What the task asks >> Collect each line in the rows below that contains the word "tree", copying every such line in full.

Raw data >>
-------
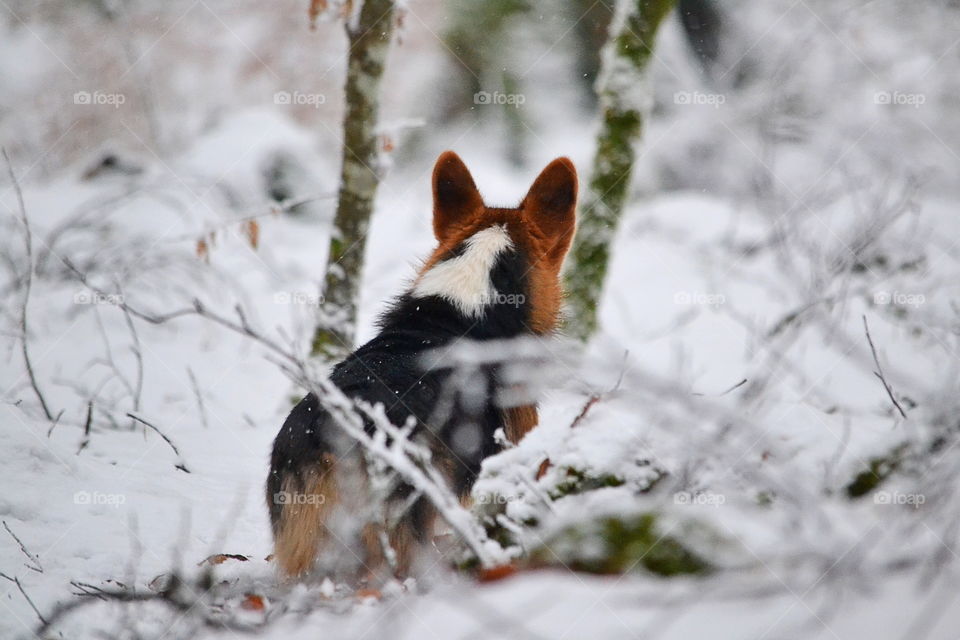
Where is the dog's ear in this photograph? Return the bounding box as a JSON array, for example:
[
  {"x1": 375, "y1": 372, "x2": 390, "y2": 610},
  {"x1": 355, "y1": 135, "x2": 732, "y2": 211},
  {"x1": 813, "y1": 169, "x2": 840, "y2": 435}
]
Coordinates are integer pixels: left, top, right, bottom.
[
  {"x1": 520, "y1": 158, "x2": 577, "y2": 259},
  {"x1": 433, "y1": 151, "x2": 483, "y2": 242}
]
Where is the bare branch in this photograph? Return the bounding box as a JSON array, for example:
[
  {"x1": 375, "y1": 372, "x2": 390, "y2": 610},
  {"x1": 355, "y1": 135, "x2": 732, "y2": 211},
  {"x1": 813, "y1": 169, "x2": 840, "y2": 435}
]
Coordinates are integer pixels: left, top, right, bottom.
[
  {"x1": 863, "y1": 315, "x2": 907, "y2": 418},
  {"x1": 3, "y1": 520, "x2": 43, "y2": 573},
  {"x1": 127, "y1": 413, "x2": 190, "y2": 473},
  {"x1": 0, "y1": 148, "x2": 53, "y2": 420}
]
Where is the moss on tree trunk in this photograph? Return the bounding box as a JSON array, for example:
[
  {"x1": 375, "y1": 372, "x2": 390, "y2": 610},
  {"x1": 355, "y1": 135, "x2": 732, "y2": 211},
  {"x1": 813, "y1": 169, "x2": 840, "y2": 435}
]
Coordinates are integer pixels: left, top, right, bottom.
[
  {"x1": 312, "y1": 0, "x2": 394, "y2": 360},
  {"x1": 566, "y1": 0, "x2": 675, "y2": 340}
]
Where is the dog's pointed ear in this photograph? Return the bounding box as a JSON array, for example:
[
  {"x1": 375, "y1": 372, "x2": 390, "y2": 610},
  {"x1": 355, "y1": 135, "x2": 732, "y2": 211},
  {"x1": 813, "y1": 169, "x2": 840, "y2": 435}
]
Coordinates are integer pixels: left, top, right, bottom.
[
  {"x1": 433, "y1": 151, "x2": 483, "y2": 242},
  {"x1": 520, "y1": 158, "x2": 577, "y2": 259}
]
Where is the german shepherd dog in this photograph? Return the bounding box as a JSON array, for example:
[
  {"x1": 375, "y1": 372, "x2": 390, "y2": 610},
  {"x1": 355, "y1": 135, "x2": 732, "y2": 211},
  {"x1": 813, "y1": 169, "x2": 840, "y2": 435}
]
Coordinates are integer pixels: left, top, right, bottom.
[{"x1": 266, "y1": 151, "x2": 577, "y2": 579}]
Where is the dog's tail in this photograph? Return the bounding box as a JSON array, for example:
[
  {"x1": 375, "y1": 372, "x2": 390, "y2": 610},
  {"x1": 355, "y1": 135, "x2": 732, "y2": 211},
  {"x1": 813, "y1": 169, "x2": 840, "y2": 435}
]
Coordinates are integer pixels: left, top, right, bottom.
[{"x1": 267, "y1": 453, "x2": 339, "y2": 577}]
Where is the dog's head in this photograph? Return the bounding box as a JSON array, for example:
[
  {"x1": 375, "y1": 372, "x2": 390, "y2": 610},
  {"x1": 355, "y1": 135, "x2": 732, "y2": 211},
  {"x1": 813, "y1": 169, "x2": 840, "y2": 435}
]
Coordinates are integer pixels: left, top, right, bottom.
[{"x1": 413, "y1": 151, "x2": 577, "y2": 334}]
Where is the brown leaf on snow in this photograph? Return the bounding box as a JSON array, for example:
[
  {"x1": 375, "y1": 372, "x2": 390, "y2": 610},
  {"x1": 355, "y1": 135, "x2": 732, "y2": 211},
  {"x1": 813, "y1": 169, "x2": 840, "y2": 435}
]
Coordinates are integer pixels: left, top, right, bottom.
[
  {"x1": 240, "y1": 593, "x2": 266, "y2": 611},
  {"x1": 197, "y1": 553, "x2": 250, "y2": 567},
  {"x1": 244, "y1": 220, "x2": 260, "y2": 250}
]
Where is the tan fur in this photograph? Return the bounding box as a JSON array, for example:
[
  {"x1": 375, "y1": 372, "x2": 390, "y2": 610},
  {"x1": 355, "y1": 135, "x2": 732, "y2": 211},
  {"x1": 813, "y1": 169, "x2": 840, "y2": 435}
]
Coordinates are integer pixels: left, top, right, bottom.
[{"x1": 274, "y1": 455, "x2": 339, "y2": 577}]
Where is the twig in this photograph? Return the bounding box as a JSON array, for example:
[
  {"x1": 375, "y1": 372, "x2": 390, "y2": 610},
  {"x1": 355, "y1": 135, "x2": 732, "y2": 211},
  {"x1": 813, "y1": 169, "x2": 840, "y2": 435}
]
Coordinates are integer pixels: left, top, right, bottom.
[
  {"x1": 120, "y1": 290, "x2": 143, "y2": 411},
  {"x1": 0, "y1": 148, "x2": 53, "y2": 420},
  {"x1": 47, "y1": 409, "x2": 66, "y2": 438},
  {"x1": 187, "y1": 367, "x2": 210, "y2": 429},
  {"x1": 13, "y1": 576, "x2": 47, "y2": 625},
  {"x1": 38, "y1": 573, "x2": 263, "y2": 638},
  {"x1": 570, "y1": 351, "x2": 630, "y2": 429},
  {"x1": 3, "y1": 520, "x2": 43, "y2": 573},
  {"x1": 863, "y1": 315, "x2": 907, "y2": 418},
  {"x1": 127, "y1": 412, "x2": 190, "y2": 473},
  {"x1": 77, "y1": 400, "x2": 93, "y2": 455},
  {"x1": 693, "y1": 378, "x2": 747, "y2": 398}
]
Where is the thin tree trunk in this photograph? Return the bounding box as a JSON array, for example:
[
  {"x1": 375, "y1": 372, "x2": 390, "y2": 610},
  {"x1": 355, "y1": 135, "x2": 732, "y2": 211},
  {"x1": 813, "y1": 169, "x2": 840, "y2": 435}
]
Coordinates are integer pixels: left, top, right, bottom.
[
  {"x1": 566, "y1": 0, "x2": 675, "y2": 340},
  {"x1": 312, "y1": 0, "x2": 395, "y2": 360}
]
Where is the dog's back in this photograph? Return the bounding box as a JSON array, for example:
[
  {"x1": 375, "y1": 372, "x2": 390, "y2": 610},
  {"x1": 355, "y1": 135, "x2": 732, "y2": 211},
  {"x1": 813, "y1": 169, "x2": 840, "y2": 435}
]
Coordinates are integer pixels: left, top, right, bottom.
[{"x1": 267, "y1": 152, "x2": 576, "y2": 576}]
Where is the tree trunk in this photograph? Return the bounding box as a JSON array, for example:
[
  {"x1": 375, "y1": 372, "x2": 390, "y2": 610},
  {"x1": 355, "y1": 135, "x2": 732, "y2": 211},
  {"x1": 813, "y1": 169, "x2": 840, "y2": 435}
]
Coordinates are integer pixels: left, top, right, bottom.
[
  {"x1": 312, "y1": 0, "x2": 394, "y2": 360},
  {"x1": 566, "y1": 0, "x2": 675, "y2": 340}
]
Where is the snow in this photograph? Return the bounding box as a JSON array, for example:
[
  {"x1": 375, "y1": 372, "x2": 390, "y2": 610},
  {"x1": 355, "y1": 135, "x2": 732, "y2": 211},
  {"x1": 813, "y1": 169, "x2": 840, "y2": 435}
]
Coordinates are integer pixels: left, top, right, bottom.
-------
Task solution >>
Where is the moss on tree trunk in this photograph? Return the bounding box as a JSON array, for example:
Where is the thin tree trunk in this photograph? Return the bounding box as a JSON array, for example:
Where is the tree trunk in this photograph? Return the bounding box as a JSON array, for example:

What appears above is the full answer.